Gene structure prediction was conducted using three methodologies: homology-based, transcriptome-based, and ab initio annotations. For the homology-based prediction, we employed GEMOMA (v1.6.1)³¹ to compare homologous proteins from five related species (Danio rerio, Carassius auratus, Cyprinus carpio, Megalobrama amblycephala, Sinocyclocheilus grahami) with our assembled genome. Transcriptome sequence annotation was performed with PASA (v2.3.3)³² to obtain gene information, which was then used in semi-supervised self-training of gene models with GeneMark-ST³³ software for prediction. The predicted genes were compared with the SwissProt Database³⁴ using Blastp, and alignment results were filtered based on identity (identity ≥ 95%). The top 3,000 genes with the highest alignment scores from GeneMark-ST were chosen as the training set for AUGUSTUS³⁵ model training. Subsequently, AUGUSTUS was employed to predict genes within the genome using the developed predictive model.

The predicted gene set information files from ab initio prediction, homology-based annotation, and transcriptome prediction were converted into a file format compatible with EVM³². These files were integrated using the EVM software with default parameters, resulting in an initial non-redundant gene set. In total, our predictions identified 25,389 genes in the genome, with an average gene length of 17,691.90 bp, an average exon sequence length of 178.06 bp, and an average of 9.90 exons per gene (Table 5, Fig. 5).

Table 5 Gene structures and function annotation of P. microlepis.

Full size table

Phylogenetic tree

We searched the NCBI database for the following species: Lepisosteus oculatus, Takifugu rubripes, Oryzias latipes, Astyanax mexicanus, Misgurnus anguillicaudatus, Danio rerio, Cyprinus carpio, Puntigrus tetrazona, Gymnocypris eckloni, Onychostoma macrolepis, Cirrhinus molitorella, Ctenopharyngodon idella, Chanodichthys erythropterus, Megalobrama amblycephala, Hypophthalmichthys nobilis. Gene information for P. microlepis and these fifteen species was annotated and filtered. Subsequent gene family identification was carried out using OrthoFinder (v2.5.4)³⁶ with default parameters. Firstly, pairwise comparisons (E-value ≤ 1e-5) of protein sequence datasets from all studied species were performed using BLASTP (v2.2.26)³⁷ software to obtain similarity information between protein sequences. Secondly, genes were clustered to identify direct homologous genes, paralogous genes, and single-copy homologous genes using the MCL algorithm. Based on the single-copy immediate homologous genes identified in the family identification results, MAFFT³⁸ software was utilized to generate a protein multiple sequence alignment dataset (protein-MSA). Then, the PAL2NAL tool was employed to perform protein sequence comparison, converting it into corresponding codon-based sequences (CDS), i.e., CDS-MSA. Finally, a species tree was constructed using the GTRGAMMA model in RAXML³⁹, with Lepisosteus oculatus designated as the out group, and further edited using Figtree. Additionally, the MCMCtree tool in the PAML (v4.10.6)⁴⁰ package was used to estimate divergence times among the fifteen selected fish species. The phylogenetic tree revealed that the closest species to P. microlepis are Chanodichthys erythropterus, the ancestor of P. microlepis separated from the ancestor of C. erythropterus approximately 8.8 million years ago. The ancestor of P. microlepis separated from the ancestor of Cyprinus carpio around 33.4 million years (Fig. 6).

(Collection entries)

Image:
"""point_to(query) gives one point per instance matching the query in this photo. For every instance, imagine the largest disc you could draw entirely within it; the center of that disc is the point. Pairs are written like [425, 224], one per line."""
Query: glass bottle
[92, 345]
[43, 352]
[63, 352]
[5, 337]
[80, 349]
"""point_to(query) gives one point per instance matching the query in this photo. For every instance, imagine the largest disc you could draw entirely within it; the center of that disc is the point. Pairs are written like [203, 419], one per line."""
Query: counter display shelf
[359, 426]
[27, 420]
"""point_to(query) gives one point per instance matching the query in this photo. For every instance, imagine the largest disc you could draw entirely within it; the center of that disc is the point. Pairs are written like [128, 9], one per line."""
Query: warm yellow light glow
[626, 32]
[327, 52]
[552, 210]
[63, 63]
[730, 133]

---

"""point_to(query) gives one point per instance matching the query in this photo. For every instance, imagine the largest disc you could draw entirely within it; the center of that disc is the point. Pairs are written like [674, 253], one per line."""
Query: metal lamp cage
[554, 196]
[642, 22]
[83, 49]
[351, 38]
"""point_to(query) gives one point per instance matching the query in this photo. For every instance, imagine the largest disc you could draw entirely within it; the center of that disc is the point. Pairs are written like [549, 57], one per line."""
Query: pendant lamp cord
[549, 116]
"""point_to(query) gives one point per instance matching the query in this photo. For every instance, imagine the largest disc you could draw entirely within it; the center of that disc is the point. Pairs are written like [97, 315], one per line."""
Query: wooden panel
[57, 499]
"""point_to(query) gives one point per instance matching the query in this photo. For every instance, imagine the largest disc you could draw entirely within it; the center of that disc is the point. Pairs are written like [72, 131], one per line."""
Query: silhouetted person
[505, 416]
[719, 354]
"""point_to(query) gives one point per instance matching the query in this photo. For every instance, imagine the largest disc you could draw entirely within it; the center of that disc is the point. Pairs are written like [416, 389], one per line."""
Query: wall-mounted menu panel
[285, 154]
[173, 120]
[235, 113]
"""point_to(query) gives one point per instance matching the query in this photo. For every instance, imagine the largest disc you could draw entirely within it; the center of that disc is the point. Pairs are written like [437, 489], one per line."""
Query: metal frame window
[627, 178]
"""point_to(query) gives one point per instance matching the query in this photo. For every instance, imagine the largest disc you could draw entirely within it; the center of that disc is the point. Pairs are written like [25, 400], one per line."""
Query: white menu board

**Brief 1:**
Answer these questions using the P. microlepis genome text.
(a) Which software was used for the homology-based gene prediction?
(b) How many genes did the predictions identify in the genome in total?
(c) Which species was designated as the outgroup when the species tree was constructed?
**Brief 2:** Write the next part of the P. microlepis genome text, continuing after its final sentence.

**Your response 1:**
(a) GEMOMA (v1.6.1)
(b) 25,389
(c) Lepisosteus oculatus

**Your response 2:**
Genome synteny analysis

To compare whole genome synteny, two chromosome-level genomes, Danio rerio⁴¹ and Chanodichthys erythropterus⁴², were aligned with the genome assembly of P. microlepis using MCscan⁴³ with default parameters. Syntenic relationships were plotted using the JCVI⁴⁴ package. The results indicate that chromosome 1 of P. microlepis corresponds to chromosomes 10 and 22 of D. rerio, while the remaining 23 chromosomes exhibit a one-to-one correspondence. P. microlepis and C. erythropterus displayed a high level of conserved synteny, with a nearly perfect one-to-one correspondence between their chromosomes (Fig. 7). Some minor segmental exchanges were observed between P. microlepis and D. rerio, as well as C. erythropterus (Fig. 7). Nevertheless, the chromosome systems and homologies of these species remained largely unchanged, indicating a relatively conserved synteny.

Data Records

All the raw sequencing data utilized in this study, including WGS, Hifi, Hi-C and RNA-Seq have been deposited in the NCBI database under the BioProject accession number PRJNA1115916⁴⁵. The genome assembly is available for public access at the NCBI GenBank under the accession number GCA_040144785.1⁴⁶. Genome annotations, predicted coding sequences and protein sequences can be accessed through the Figshare⁴⁷.

Technical Validation

Assessment of genome assembly

The accuracy of the P. microlepis genome assembly was assessed by evaluating its completeness using the conserved metazoan gene set ‘actinopterygii_odb10’ from BUSCO⁴⁸ (v5.4.3). The analysis demonstrated a high level of completeness, with an overall completeness of 98.08%. Specifically, 96.79% genes were complete and single-copy, 1.3% genes were complete and duplicated, 0.55% genes were fragmented and genes 1.37% were missing. These results indicate that the P. microlepis genome assembly is of high quality (Table 6).

Table 6 BUSCO analysis of the genome assembly and genes.

Full size table

Gene annotation validation

To assess the integrity of the annotated gene set, a BUSCO analysis was conducted using conserved single-copy homologous genes from the actinopterygii_odb10 library. The results showed that approximately 96.98% of the complete gene elements are present in the annotated gene set, indicating a high level of completeness in the conserved gene predictions. Specifically, 95.60% of the genes were complete and single-copy BUSCOs, with only 0.30% fragmented and 2.72% missing from the assembly (Table 7). These findings underscore the remarkable integrity and conservation of gene content in the dace genome assembly, resulting in highly reliable prediction outcomes.

Table 7 BUSCO analysis of the genome annotation and genes.

Full size table

Code availability

No special codes or scripts were used in this work, and data processing was carried out based on the protocols and manuals of the corresponding bioinformatics software.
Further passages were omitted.